| Short problem |
List every four-digit year that appears in the article below about the Hibernian St. Patrick's Day parade in Dogtown.

| Text |
================================
People: Hibernian St. Patrick’s Day parade shines light on Irish Dogtown


Each year on March 17, Ireland’s patron saint leads the Dougherty family through the streets of Dogtown on a flatbed truck. The Doughertys, decked out in matching sweatshirts, pin shamrocks with their names all over their float, adding more names over the years.

Hibernian St. Patrick’s Day parade in Dogtown on March 17, 2023. Contributed photo from John Corbett.

Since 1986, the St. Louis Ancient Order of the Hibernians (AOH), an Irish Catholic fraternal organization, has held its St. Patrick’s Day parade in Dogtown. The parade unites Irish families to celebrate heritage, history and Catholicism, while highlighting the neighborhood’s Irish roots.

Next year, AOH media representative Jim Mohan said the St. Louis AOH will hold a special celebration to honor the 40th anniversary of the St. Patrick’s Day parade, as well as the 140th anniversary of the St. Louis Hibernian division.

Peggy Dougherty Porter first attended the parade in 1992 with her immediate family after her friend, Jim Mohan, sparked the Doughertys’ interest in marching as a clan.
================================
| Collected material |
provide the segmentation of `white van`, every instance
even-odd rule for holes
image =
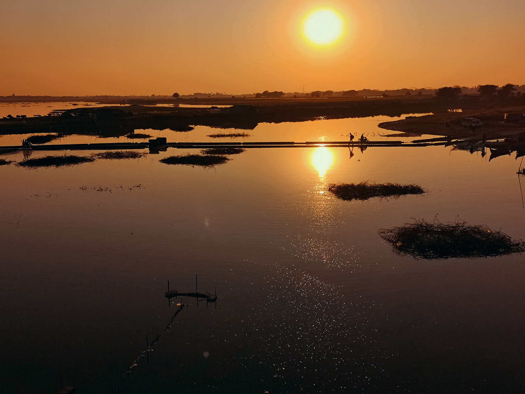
================================
| The solution |
2023, 1986, 1992